Excerpts of location labeling data:
#####

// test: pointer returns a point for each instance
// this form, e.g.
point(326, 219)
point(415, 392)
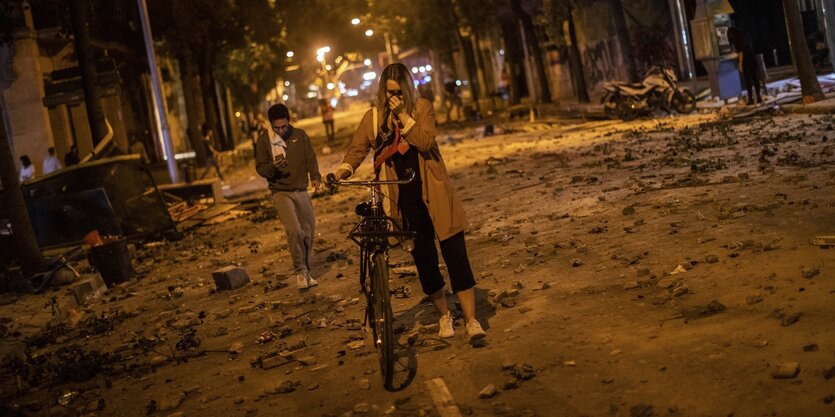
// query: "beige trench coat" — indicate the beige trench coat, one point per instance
point(444, 205)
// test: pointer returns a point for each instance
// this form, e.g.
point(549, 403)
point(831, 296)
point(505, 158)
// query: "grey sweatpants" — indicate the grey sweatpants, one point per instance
point(296, 213)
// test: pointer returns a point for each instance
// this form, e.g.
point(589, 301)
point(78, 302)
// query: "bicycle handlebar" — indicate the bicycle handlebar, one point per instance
point(332, 182)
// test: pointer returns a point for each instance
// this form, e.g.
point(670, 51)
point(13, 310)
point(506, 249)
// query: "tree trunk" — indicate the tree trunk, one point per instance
point(190, 96)
point(512, 53)
point(210, 104)
point(25, 244)
point(577, 73)
point(533, 47)
point(624, 40)
point(87, 65)
point(800, 53)
point(465, 46)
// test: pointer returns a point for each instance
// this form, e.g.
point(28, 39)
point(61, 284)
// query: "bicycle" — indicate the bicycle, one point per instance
point(373, 234)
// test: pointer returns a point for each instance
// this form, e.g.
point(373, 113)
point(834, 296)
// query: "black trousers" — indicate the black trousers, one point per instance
point(329, 131)
point(752, 81)
point(454, 250)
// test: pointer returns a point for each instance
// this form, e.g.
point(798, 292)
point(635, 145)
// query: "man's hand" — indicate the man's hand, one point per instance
point(280, 162)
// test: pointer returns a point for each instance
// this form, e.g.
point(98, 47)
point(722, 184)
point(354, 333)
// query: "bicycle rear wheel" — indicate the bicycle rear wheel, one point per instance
point(381, 317)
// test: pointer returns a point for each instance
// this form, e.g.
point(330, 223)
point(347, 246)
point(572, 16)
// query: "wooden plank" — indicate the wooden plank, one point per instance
point(442, 398)
point(215, 210)
point(823, 240)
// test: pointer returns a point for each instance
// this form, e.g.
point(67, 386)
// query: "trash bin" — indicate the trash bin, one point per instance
point(112, 260)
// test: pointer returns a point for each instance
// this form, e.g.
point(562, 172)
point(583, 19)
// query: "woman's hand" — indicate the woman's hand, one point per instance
point(396, 106)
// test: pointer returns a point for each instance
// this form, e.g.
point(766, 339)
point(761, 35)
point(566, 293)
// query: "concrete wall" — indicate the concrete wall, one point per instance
point(31, 132)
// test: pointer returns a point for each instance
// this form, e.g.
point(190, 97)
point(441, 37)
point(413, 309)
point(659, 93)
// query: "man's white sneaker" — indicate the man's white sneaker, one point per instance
point(474, 330)
point(445, 329)
point(311, 282)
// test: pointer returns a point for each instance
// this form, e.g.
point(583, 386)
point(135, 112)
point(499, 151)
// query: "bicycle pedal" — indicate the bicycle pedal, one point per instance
point(401, 292)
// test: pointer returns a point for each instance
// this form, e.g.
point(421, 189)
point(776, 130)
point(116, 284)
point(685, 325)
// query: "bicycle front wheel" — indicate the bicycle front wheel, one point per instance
point(381, 316)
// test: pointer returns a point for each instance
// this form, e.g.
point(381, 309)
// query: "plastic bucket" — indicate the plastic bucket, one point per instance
point(112, 260)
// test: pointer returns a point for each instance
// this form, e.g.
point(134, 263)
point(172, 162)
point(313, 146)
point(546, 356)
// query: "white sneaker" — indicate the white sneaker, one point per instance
point(474, 330)
point(301, 281)
point(311, 282)
point(445, 330)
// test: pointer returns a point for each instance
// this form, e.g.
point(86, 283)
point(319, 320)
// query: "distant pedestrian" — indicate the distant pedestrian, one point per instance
point(71, 158)
point(51, 162)
point(747, 63)
point(288, 162)
point(452, 100)
point(27, 172)
point(137, 147)
point(211, 152)
point(327, 120)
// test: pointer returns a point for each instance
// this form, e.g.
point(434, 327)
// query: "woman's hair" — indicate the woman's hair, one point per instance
point(397, 72)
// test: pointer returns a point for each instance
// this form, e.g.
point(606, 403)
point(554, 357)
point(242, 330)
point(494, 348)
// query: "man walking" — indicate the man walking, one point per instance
point(747, 64)
point(327, 120)
point(287, 161)
point(211, 151)
point(51, 162)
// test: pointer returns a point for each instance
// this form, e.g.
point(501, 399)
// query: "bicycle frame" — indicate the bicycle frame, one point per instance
point(372, 234)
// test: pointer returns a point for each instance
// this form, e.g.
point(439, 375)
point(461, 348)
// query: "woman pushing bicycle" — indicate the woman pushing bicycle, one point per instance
point(401, 130)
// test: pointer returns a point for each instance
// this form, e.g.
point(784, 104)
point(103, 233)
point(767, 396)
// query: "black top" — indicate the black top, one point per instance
point(404, 165)
point(71, 158)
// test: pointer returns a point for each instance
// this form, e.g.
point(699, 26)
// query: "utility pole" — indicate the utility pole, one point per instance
point(625, 41)
point(809, 85)
point(576, 61)
point(156, 92)
point(87, 66)
point(25, 243)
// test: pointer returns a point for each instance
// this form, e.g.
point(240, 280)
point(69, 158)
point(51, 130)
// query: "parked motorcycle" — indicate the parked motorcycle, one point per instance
point(658, 90)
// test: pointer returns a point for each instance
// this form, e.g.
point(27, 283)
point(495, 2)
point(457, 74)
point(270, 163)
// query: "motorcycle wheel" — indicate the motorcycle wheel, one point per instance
point(684, 102)
point(627, 108)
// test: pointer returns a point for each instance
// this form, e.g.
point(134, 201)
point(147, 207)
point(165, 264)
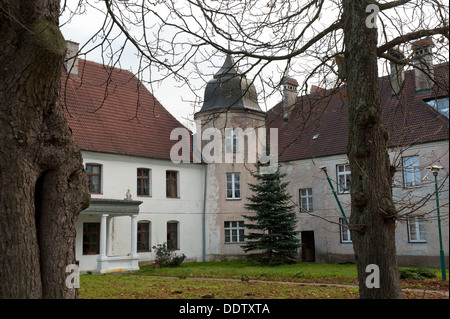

#####

● **DIRECTIONS**
Show every line of the items above that contains the word "motorcycle".

● **WRITTEN REPLY**
// query: "parked motorcycle" — indicate the parked motorcycle, one point per instance
// query: "motorcycle wheel" — indicate the motorcycle wheel, one point per instance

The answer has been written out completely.